• Directions for this task
The answer must be an exact copy of the lines from the one containing "Reviewer note: every instance of the man's" through the final line of the material, both included, and nothing else.

+++++

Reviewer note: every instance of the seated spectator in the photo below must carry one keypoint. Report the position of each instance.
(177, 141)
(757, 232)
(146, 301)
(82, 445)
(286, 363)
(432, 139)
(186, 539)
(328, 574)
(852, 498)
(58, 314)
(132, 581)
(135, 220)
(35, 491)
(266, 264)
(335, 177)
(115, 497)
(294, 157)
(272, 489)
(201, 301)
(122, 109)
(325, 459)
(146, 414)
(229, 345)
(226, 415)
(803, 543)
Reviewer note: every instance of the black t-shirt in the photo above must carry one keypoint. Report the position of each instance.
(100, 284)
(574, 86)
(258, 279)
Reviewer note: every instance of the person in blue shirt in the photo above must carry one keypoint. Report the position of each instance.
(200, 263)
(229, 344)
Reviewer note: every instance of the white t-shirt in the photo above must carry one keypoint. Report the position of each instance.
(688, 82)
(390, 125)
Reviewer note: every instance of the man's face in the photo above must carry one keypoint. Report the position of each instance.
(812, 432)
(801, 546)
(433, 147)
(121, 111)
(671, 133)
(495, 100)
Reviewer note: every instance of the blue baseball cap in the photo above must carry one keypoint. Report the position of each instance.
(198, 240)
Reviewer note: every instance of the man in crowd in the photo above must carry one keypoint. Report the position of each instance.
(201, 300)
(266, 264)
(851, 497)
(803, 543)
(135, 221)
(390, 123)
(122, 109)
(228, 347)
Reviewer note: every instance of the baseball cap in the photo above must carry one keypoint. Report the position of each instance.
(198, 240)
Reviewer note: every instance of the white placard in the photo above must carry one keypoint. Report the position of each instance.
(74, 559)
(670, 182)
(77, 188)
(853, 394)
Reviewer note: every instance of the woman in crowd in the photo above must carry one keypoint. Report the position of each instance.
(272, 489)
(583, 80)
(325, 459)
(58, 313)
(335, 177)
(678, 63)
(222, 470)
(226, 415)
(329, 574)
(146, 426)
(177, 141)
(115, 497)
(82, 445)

+++++

• Result of the task
Reviewer note: every instance of the man's face in the photo above must carry one keypoint. Report the position of each instance.
(812, 432)
(801, 546)
(433, 147)
(121, 111)
(671, 133)
(495, 100)
Reviewer note: every instance of the blue baseball cap in the photo above must carry one keypoint. Report the position of each instance.
(198, 240)
Reviewer note: every instance of the man in crowd in the photo above must carry one keypoint. Report the position of each instance.
(201, 300)
(266, 264)
(851, 497)
(803, 543)
(135, 221)
(390, 123)
(122, 109)
(228, 347)
Reviewer note: every instance of the baseball cap in the photo above must carry one keypoint. Report the position of each instance.
(198, 240)
Reviewer note: every instance of the white placard in the photo above must carry one keypoint. Report the position of each instance.
(74, 559)
(670, 182)
(77, 188)
(853, 394)
Reviewer note: every instance of the woman in crowd in the photo above must carry one keypoint. Report the position of each instance.
(272, 489)
(583, 80)
(325, 459)
(58, 313)
(335, 177)
(678, 63)
(222, 470)
(226, 415)
(329, 574)
(146, 426)
(177, 141)
(115, 497)
(82, 445)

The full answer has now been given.